▶ **WHAT THIS TASK INVOLVES**: How would the pandas notebook that reverse geocodes node coordinates into city and country columns go on? Continue it after its last line.

Goal is to get only city and country into a pandas column to easily group by country or city and country later on.

In [None]:
import pandas as pd
import requests

In [3]:
#import the nodes 
df = pd.read_csv("osm_nodes_flip.csv", encoding = 'iso-8859-1')

In [4]:
#create desired empty columns
df['geocode_data'] = ''
df['city'] = ''
df['country'] = ''

In [8]:
df.head()

Unnamed: 0.1,Unnamed: 0,geometry.coordinates,geometry.type,id,properties.abandoned,properties.addr:city,properties.addr:country,properties.addr:postcode,properties.addr:state,properties.addr:street,...,properties.tourism,properties.units,properties.waterway,properties.website,properties.wikidata,properties.wikipedia,type,geocode_data,city,country
0,0,"[51.0745439, -115.4022874]",Point,30445652,,,,,,,...,,,,,,,Feature,,,
1,1,"[43.2439679, -116.3783661]",Point,126161573,,,,,,,...,,,,,,,Feature,,,
2,2,"[48.1056465, -1.9880204]",Point,263782394,,,,,,,...,,,,,,,Feature,,,
3,3,"[49.6197688, 10.8350521]",Point,318895153,,,,,,,...,,,,,,,Feature,,,
4,4,"[43.2669091, -122.4098458]",Point,365796528,,,,,OR,,...,,,,,,,Feature,,,


Define reverse geocode function using google API to apply to all rows of df

In [6]:
def reverse_geocode(latlng):
    result = {}
    url = 'https://maps.googleapis.com/maps/api/geocode/json?latlng={}'
    request = url.format(latlng)
    data = requests.get(request).json()
    if len(data['results']) > 0:
        result = data['results'][0]
    return result

In [11]:
#take out the brackets bc geocoder doesn't work if you don't 
df['geometry.coordinates']=df['geometry.coordinates'].str.replace("[","")
df['geometry.coordinates']=df['geometry.coordinates'].str.replace("]","")

In [12]:
#map the geocoder to all rows using the coordinates column
df['geocode_data'] = df['geometry.coordinates'].map(reverse_geocode)

▶ **ENTRIES PROVIDED**:
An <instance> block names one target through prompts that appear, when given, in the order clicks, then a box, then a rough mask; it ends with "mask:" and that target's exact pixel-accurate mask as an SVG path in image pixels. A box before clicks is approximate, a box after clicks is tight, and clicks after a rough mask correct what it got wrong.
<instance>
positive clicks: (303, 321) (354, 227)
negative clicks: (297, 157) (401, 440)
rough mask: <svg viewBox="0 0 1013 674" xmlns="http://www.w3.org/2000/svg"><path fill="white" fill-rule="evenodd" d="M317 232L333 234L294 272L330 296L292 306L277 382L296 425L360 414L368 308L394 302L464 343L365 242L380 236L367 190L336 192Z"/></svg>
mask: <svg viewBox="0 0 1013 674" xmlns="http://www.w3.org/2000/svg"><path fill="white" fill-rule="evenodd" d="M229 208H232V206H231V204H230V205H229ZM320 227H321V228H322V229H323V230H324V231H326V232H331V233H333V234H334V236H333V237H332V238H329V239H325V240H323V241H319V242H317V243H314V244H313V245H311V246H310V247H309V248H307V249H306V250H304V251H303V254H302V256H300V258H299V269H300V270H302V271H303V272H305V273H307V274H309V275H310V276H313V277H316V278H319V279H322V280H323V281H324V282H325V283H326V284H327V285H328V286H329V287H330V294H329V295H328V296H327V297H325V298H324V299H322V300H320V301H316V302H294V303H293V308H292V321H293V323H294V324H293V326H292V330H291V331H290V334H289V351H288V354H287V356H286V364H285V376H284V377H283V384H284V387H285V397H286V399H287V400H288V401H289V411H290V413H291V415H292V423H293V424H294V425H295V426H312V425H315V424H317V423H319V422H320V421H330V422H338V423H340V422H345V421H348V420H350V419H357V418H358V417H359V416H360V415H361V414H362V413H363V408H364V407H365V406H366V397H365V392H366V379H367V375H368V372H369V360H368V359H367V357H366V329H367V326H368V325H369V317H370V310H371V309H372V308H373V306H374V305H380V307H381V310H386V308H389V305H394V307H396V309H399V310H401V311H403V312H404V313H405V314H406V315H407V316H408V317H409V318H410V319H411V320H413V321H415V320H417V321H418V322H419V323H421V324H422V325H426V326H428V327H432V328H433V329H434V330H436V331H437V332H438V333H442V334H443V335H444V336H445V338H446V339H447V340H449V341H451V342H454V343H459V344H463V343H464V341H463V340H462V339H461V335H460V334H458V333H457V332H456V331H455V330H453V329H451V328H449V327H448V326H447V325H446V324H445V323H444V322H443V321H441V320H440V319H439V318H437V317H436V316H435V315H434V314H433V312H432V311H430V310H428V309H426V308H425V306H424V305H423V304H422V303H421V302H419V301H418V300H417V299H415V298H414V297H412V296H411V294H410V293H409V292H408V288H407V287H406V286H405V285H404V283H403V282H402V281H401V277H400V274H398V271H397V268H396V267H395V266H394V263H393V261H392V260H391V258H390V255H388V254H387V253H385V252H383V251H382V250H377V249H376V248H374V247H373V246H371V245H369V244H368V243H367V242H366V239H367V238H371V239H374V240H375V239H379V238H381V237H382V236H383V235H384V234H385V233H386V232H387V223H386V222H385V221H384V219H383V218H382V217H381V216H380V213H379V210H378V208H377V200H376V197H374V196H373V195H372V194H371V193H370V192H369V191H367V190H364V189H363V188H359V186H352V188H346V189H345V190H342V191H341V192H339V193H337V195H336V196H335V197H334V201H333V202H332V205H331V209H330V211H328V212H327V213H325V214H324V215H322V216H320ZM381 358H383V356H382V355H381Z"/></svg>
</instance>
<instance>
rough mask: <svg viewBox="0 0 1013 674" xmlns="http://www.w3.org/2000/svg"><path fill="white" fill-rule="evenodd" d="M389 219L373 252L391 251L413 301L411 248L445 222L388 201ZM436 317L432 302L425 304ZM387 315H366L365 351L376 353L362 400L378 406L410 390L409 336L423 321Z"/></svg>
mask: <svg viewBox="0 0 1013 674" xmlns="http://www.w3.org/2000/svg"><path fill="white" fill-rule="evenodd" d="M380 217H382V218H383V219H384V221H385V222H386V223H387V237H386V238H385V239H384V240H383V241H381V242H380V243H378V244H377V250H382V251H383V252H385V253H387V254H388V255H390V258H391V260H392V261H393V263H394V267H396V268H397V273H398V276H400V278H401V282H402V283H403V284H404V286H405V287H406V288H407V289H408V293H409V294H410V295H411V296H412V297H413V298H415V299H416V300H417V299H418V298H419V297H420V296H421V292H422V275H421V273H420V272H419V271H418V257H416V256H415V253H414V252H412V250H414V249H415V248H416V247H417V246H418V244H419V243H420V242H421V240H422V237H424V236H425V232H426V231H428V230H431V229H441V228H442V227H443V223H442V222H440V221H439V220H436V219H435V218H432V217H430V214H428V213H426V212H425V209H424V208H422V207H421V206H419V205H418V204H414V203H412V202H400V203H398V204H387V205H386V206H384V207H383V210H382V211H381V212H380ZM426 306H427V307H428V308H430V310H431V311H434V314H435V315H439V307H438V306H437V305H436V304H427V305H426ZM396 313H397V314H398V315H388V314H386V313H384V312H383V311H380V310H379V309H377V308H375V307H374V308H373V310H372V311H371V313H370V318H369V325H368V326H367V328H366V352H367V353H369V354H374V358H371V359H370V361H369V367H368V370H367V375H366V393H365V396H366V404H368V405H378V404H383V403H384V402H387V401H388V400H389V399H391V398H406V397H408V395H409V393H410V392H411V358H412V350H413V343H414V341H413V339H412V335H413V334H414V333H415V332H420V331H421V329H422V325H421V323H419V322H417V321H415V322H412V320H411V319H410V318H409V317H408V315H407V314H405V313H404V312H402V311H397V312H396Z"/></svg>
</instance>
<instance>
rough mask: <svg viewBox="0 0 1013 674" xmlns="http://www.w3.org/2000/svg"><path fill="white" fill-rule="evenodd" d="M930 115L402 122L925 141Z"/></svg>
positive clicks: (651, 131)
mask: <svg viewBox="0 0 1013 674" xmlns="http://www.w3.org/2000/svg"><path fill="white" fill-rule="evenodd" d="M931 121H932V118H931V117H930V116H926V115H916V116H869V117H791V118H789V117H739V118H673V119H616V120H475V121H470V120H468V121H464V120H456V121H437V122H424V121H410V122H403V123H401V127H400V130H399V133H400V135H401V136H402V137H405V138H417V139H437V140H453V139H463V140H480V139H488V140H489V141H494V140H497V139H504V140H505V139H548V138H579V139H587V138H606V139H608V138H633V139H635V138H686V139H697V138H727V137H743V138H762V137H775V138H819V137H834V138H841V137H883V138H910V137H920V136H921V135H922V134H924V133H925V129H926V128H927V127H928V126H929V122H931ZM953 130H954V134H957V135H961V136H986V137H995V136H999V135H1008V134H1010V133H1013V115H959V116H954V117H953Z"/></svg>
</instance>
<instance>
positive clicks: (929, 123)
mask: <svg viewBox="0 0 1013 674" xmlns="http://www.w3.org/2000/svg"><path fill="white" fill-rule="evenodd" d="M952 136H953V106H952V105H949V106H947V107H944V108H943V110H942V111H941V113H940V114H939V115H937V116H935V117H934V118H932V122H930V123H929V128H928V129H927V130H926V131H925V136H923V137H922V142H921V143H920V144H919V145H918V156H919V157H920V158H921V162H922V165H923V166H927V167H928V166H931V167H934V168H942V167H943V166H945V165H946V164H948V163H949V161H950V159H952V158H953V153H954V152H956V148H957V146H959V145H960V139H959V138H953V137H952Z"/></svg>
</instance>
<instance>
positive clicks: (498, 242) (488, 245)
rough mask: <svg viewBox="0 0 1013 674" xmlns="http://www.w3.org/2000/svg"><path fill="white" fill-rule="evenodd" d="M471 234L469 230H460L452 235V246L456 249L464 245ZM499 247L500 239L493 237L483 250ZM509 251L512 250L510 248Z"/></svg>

▶ **REPLY**:
In [14]:
#quick look
df['geocode_data'][0]

{'address_components': [{'long_name': 'Ken Richie Way',
   'short_name': 'Ken Richie Way',
   'types': ['route']},
  {'long_name': 'Canmore',
   'short_name': 'Canmore',
   'types': ['locality', 'political']},
  {'long_name': 'Division No. 15',
   'short_name': 'Division No. 15',
   'types': ['administrative_area_level_2', 'political']},
  {'long_name': 'Alberta',
   'short_name': 'AB',
   'types': ['administrative_area_level_1', 'political']},
  {'long_name': 'Canada',
   'short_name': 'CA',
   'types': ['country', 'political']},
  {'long_name': 'T0L',
   'short_name': 'T0L',
   'types': ['postal_code', 'postal_code_prefix']}],
 'formatted_address': 'Ken Richie Way, Canmore, AB T0L, Canada',
 'geometry': {'bounds': {'northeast': {'lat': 51.0754026, 'lng': -115.4013776},
   'southwest': {'lat': 51.0748264, 'lng': -115.4022129}},
  'location': {'lat': 51.0751365, 'lng': -115.4018363},
  'location_type': 'GEOMETRIC_CENTER',
  'viewport': {'northeast': {'lat': 51.07646348029149,
    'lng'

Define functions to parse out country name and city name!!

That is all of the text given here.